DOCUMENT PASSAGE =>
____________
LoadBalancing RPC client
''''''''''''''''''''''''

The Flume Client SDK also supports an RpcClient which load-balances among
multiple hosts. This type of client takes a whitespace-separated list of
<host>:<port> representing the Flume agents that make-up a load-balancing group.
This client can be configured with a load balancing strategy that either
randomly selects one of the configured hosts, or selects a host in a round-robin
fashion. You can also specify your own custom class that implements the
``LoadBalancingRpcClient$HostSelector`` interface so that a custom selection
order is used. In that case, the FQCN of the custom class needs to be specified
as the value of the ``host-selector`` property. The LoadBalancing RPC Client
currently does not support thrift.

If ``backoff`` is enabled then the client will temporarily blacklist
hosts that fail, causing them to be excluded from being selected as a failover
host until a given timeout. When the timeout elapses, if the host is still
unresponsive then this is considered a sequential failure, and the timeout is
increased exponentially to avoid potentially getting stuck in long waits on
unresponsive hosts.

The maximum backoff time can be configured by setting ``maxBackoff`` (in
milliseconds). The maxBackoff default is 30 seconds (specified in the
``OrderSelector`` class that's the superclass of both load balancing
strategies). The backoff timeout will increase exponentially with each
sequential failure up to the maximum possible backoff timeout.
____________
EXTRACTED INFORMATION =>

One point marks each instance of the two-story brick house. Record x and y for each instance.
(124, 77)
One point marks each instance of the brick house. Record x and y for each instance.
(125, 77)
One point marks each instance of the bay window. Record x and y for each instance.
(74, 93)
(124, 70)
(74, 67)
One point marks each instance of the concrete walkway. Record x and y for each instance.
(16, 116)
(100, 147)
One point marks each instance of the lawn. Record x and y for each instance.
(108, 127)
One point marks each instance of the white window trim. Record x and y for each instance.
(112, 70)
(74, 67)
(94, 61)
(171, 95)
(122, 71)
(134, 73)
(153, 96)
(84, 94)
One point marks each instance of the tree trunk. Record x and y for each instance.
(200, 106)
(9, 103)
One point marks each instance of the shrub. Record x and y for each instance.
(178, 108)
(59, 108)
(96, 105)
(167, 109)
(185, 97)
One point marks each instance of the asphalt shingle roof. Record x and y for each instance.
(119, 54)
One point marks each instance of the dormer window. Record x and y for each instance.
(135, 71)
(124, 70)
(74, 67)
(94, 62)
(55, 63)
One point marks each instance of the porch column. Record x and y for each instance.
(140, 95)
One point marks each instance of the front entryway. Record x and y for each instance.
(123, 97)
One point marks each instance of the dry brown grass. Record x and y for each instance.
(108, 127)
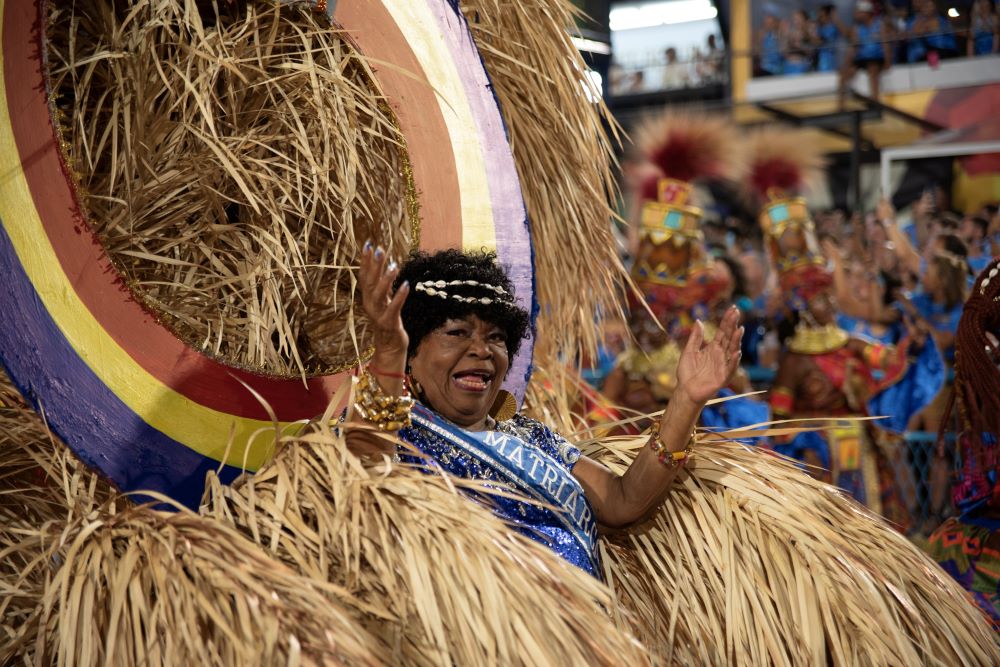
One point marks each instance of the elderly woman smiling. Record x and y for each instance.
(446, 326)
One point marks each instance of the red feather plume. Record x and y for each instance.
(690, 147)
(783, 159)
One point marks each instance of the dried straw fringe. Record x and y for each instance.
(330, 562)
(409, 571)
(233, 165)
(750, 561)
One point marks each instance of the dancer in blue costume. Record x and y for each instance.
(446, 326)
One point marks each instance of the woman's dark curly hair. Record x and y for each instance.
(423, 313)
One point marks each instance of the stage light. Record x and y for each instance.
(650, 15)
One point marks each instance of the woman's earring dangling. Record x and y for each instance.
(415, 387)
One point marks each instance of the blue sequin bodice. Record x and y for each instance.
(532, 449)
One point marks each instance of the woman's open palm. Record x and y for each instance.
(382, 307)
(705, 367)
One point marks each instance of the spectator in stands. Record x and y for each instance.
(974, 230)
(799, 44)
(930, 36)
(870, 52)
(828, 34)
(709, 66)
(675, 74)
(769, 46)
(984, 29)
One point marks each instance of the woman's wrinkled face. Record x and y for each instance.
(460, 367)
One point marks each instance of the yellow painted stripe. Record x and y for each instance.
(202, 429)
(418, 25)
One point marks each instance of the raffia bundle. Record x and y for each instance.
(443, 580)
(233, 158)
(234, 162)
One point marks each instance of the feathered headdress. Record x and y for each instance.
(672, 267)
(684, 148)
(784, 162)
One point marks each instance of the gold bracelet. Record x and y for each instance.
(667, 458)
(388, 413)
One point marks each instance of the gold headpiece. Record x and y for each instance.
(670, 217)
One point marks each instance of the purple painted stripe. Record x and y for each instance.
(510, 220)
(104, 432)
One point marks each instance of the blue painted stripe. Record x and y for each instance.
(104, 432)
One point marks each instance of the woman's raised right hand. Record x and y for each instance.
(382, 307)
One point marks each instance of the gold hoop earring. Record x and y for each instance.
(504, 407)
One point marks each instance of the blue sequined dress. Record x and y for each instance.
(524, 454)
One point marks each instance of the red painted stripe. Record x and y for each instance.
(97, 283)
(413, 100)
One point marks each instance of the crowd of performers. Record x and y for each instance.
(857, 325)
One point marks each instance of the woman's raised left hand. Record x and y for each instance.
(705, 368)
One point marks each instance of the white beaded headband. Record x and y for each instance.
(436, 288)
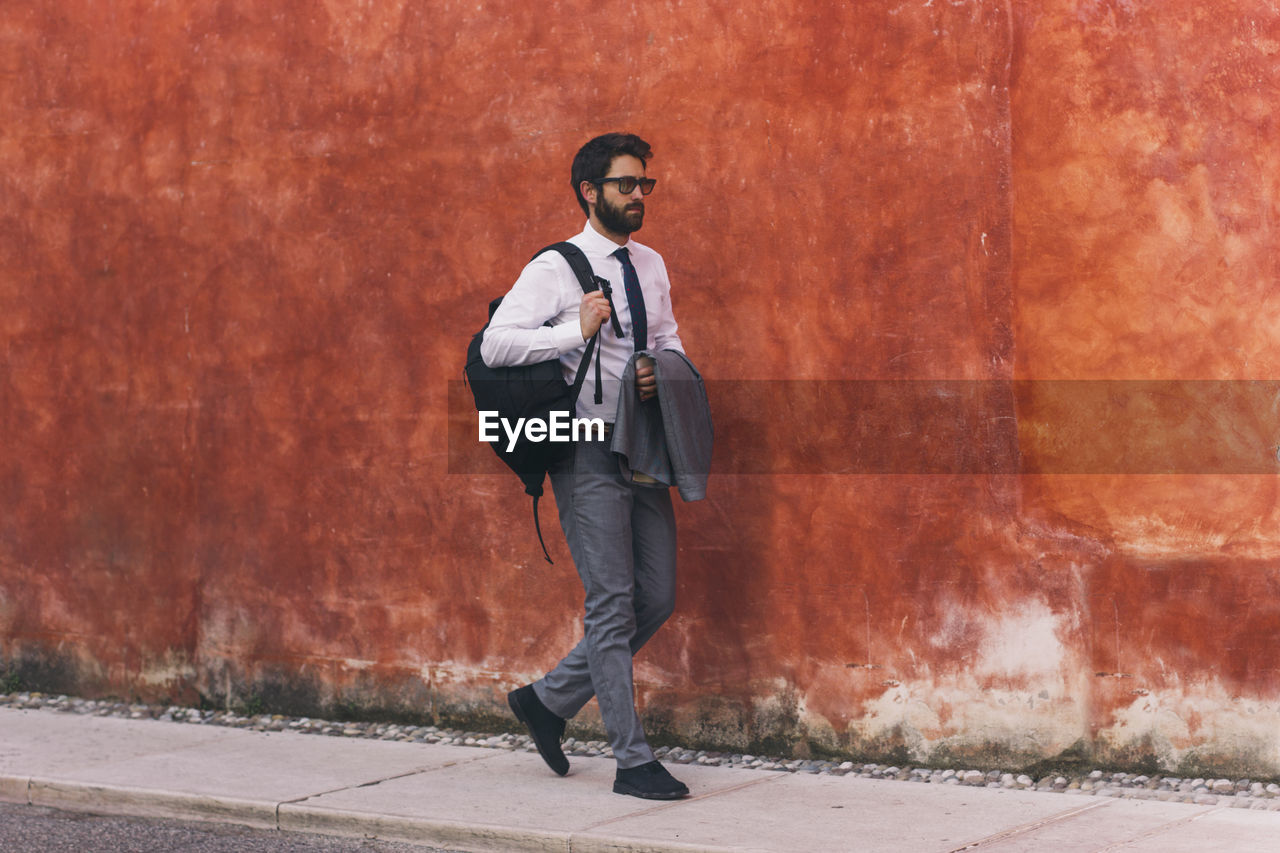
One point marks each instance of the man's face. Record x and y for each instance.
(622, 214)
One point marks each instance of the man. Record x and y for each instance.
(621, 534)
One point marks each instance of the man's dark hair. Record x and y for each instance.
(593, 159)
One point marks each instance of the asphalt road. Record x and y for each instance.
(31, 829)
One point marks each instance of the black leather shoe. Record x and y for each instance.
(649, 781)
(545, 728)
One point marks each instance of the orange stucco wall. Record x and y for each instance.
(923, 251)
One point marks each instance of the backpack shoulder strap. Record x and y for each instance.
(586, 277)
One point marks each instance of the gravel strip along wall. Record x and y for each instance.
(1238, 793)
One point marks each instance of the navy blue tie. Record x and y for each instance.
(635, 300)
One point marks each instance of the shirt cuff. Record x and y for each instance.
(567, 336)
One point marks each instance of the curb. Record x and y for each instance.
(296, 816)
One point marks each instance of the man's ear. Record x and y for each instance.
(589, 191)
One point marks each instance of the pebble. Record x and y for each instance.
(1237, 793)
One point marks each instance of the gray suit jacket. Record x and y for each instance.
(668, 438)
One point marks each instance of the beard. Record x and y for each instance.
(620, 219)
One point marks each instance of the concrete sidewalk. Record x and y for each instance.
(492, 799)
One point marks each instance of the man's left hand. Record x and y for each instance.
(647, 383)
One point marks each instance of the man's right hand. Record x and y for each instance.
(593, 313)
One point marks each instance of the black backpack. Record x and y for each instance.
(535, 389)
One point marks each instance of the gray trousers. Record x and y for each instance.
(622, 538)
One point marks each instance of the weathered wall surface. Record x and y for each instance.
(243, 246)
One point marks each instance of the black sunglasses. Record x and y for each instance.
(627, 185)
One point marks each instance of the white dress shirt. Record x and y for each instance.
(547, 291)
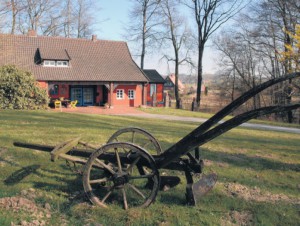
____________
STATED TASK => Rewrite the load-balancing RPC client text from "The Flume Client" through "a load-balancing group.", replacing "Flume agents" with "Flume nodes".

FINAL RESULT =>
The Flume Client SDK also supports an RpcClient which load-balances among
multiple hosts. This type of client takes a whitespace-separated list of
<host>:<port> representing the Flume nodes that make-up a load-balancing group.